◆ **TASK OBJECTIVE**: No pictures belong in the copy. Restate the rest of the data exactly.

◆ **PROVIDED DATA**:
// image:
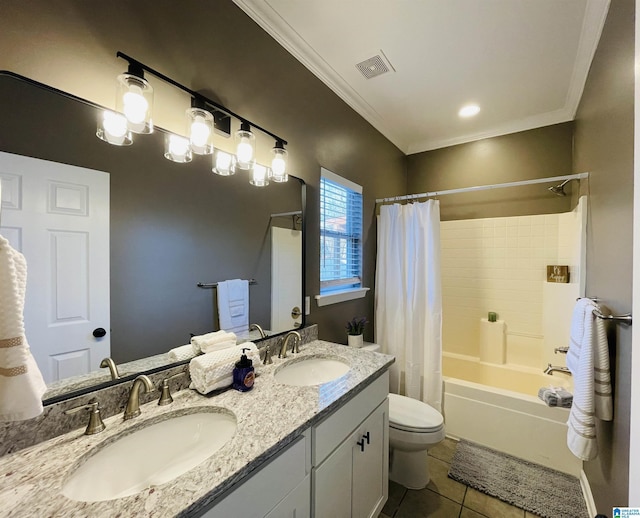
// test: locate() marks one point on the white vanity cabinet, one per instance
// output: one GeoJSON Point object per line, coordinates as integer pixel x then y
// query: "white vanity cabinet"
{"type": "Point", "coordinates": [338, 469]}
{"type": "Point", "coordinates": [281, 489]}
{"type": "Point", "coordinates": [350, 475]}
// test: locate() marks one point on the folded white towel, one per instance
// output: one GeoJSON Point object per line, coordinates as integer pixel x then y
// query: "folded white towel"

◆ **RESPONSE TO THE EXERCISE**:
// image:
// test: locate() marks one point on the white vanity cabinet, one per instance
// output: one GeoJSON Point object per line, coordinates as integer pixel x then y
// query: "white vanity cabinet"
{"type": "Point", "coordinates": [338, 469]}
{"type": "Point", "coordinates": [281, 489]}
{"type": "Point", "coordinates": [350, 475]}
// test: locate() marks one point on the folded white towel, one per instance
// output: one GeoJSON Point object per line, coordinates as integer pixel x then y
// query: "folded white towel"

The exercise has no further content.